SET EXERCISE: Give the material again in full, matching it exactly.

Pointing and labeling entries:

--------

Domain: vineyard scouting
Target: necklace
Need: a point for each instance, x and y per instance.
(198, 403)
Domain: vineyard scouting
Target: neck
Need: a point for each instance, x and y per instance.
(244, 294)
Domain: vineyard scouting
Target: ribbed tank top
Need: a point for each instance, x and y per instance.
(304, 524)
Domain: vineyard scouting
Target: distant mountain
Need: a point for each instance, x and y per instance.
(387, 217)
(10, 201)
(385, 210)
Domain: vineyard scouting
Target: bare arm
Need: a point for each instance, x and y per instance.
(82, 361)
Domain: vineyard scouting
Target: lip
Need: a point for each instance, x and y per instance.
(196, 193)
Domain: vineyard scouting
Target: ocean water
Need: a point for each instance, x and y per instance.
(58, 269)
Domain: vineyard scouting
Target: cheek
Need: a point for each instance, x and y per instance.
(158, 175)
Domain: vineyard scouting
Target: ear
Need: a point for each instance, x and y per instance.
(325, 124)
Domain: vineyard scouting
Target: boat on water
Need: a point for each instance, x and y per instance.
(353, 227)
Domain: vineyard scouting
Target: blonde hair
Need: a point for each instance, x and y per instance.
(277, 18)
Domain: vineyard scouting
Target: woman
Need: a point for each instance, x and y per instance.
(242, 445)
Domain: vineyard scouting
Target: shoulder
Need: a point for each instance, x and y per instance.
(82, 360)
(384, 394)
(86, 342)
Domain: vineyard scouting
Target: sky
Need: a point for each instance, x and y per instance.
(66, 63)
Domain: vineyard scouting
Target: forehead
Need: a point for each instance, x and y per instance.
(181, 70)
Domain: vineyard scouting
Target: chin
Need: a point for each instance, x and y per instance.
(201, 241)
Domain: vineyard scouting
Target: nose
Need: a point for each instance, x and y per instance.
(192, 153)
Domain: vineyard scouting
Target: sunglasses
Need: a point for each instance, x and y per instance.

--------

THE ANSWER:
Domain: vineyard scouting
Target: necklace
Need: a point for each instance, x and y per instance.
(198, 403)
Domain: vineyard scouting
Target: neck
Need: a point for each instance, x and y per instance.
(244, 294)
Domain: vineyard scouting
Target: ribbed tank top
Need: a point for each instance, x and y per instance.
(304, 524)
Domain: vineyard scouting
Target: distant mountain
Need: a point for each instance, x and y per instance.
(387, 217)
(10, 201)
(385, 210)
Domain: vineyard scouting
Target: bare arm
Need: a point for each instance, x and y per instance.
(82, 361)
Domain: vineyard scouting
Target: lip
Need: a point for each instance, x and y per instance.
(196, 193)
Domain: vineyard scouting
Target: ocean water
Need: a point for each instance, x and y per instance.
(58, 269)
Domain: vineyard scouting
Target: cheek
Need: a point for each instance, x and y per instance.
(158, 175)
Domain: vineyard scouting
Target: ear
Need: a point for each instance, x and y per instance.
(325, 124)
Domain: vineyard scouting
Target: boat on water
Need: a point for each instance, x and y per instance.
(353, 227)
Domain: vineyard scouting
Target: blonde hair
Need: a point for each instance, x and y per instance.
(277, 18)
Domain: vineyard scouting
Target: woman
Need: a point for each instance, x and y per instance.
(242, 445)
Domain: vineyard scouting
Target: shoulder
Need: a point for each instance, x and y per instance.
(82, 360)
(384, 394)
(86, 342)
Domain: vineyard scouting
Target: sky
Need: a point for each instance, x and y per instance.
(66, 63)
Domain: vineyard scouting
Target: forehead
Need: a point for each instance, x and y per instance.
(181, 70)
Domain: vineyard scouting
Target: chin
Need: a point for each instance, x and y per instance.
(201, 241)
Domain: vineyard scouting
Target: nose
Need: a point for each instance, x and y per instance.
(192, 153)
Domain: vineyard scouting
Target: sunglasses
Need: a point for each instance, x and y per instance.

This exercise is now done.